GIVEN PROBLEM 1
Repeat the portion of the drinking-age passage that starts at the words "The National Minimum" and ends after "into risky situations.", word for word.

■ ■ ■ ■ ■ ■ ■

People who reach their 21st birthday may enjoy the right to drink casually: out in the open, during the day, at bars and restaurants, or anywhere else. But underage students who want to drink must take their chances in less socially regulated environments, like a friend of a friend's dorm room, the basement of an older student's house, or a fraternity party. Fraternities, in particular, offer dangerous drinking scenes for the underaged. Since any amount of alcohol is illegal for underage students, they are averse to holding their drink without immediately downing it. Teens who never learned to drink leisurely—and have strong incentive to get drunk as quickly as possible—are throwing back shots and accepting red solo cups from strangers in dark fraternity basements and bedrooms. This environment fuels blackout binge drinking. And in the haze of alcohol-induced incapacitation, misinterpreted sexual cues, regret-filled couplings, and yes, outright rape, occur most frequently.
The National Minimum Drinking Age Act of 1984 (NMDAA), which compelled states to restrict alcohol consumption to the over-21 crowd, is to blame.
This argument will seem counter-intuitive to some—could lowering the drinking age really spell safer drinking? But, as libertarians know, the government produces curious and unintended consequences when it unilaterally bans things. It is widely accepted that Prohibition increased criminal activity, both by turning regular drinkers into criminals and by driving alcohol distribution and consumption underground, into more dangerous spheres of influence. Prohibition on college campuses has the same effect: It herds underage drinkers into risky situations.

■ ■ ■ ■ ■ ■ ■

GIVEN PROBLEM 2
Report every line of the listing that contains the string "plate". Treat uppercase and lowercase letters as different.

Items stored from a collection:
■ ■ ■ ■ ■ ■ ■

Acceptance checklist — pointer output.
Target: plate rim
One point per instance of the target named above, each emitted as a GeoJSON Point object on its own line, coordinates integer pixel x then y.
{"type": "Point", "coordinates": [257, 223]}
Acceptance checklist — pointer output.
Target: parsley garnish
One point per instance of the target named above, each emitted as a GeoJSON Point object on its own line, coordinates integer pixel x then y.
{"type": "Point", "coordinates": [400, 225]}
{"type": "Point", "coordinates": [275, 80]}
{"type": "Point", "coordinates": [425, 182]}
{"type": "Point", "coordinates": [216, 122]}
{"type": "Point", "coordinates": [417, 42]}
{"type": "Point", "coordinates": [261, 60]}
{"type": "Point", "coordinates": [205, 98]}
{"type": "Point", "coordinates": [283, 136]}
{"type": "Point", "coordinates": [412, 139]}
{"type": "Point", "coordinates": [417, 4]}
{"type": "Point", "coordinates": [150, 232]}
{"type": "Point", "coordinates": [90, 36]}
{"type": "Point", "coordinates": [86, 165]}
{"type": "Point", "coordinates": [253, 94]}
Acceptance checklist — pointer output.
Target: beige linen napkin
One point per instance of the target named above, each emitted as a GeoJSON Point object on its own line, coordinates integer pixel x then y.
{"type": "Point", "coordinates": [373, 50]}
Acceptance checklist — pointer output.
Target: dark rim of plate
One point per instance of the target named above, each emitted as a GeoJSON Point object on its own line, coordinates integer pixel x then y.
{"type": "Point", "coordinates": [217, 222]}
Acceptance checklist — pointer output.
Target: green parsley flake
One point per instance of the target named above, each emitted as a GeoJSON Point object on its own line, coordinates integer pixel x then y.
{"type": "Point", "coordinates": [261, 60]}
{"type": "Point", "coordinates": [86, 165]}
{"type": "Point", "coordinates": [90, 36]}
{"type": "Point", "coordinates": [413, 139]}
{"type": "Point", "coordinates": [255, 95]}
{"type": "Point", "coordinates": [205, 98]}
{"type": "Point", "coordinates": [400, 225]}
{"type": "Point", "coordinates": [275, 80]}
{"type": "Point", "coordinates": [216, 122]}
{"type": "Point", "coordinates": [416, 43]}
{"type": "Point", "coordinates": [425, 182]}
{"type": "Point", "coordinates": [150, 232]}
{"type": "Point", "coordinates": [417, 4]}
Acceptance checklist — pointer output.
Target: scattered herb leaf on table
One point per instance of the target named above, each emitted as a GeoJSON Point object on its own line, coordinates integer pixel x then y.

■ ■ ■ ■ ■ ■ ■

FINISHED ANSWER 1
The National Minimum Drinking Age Act of 1984 (NMDAA), which compelled states to restrict alcohol consumption to the over-21 crowd, is to blame.
This argument will seem counter-intuitive to some—could lowering the drinking age really spell safer drinking? But, as libertarians know, the government produces curious and unintended consequences when it unilaterally bans things. It is widely accepted that Prohibition increased criminal activity, both by turning regular drinkers into criminals and by driving alcohol distribution and consumption underground, into more dangerous spheres of influence. Prohibition on college campuses has the same effect: It herds underage drinkers into risky situations.

FINISHED ANSWER 2
Target: plate rim
Target: dark rim of plate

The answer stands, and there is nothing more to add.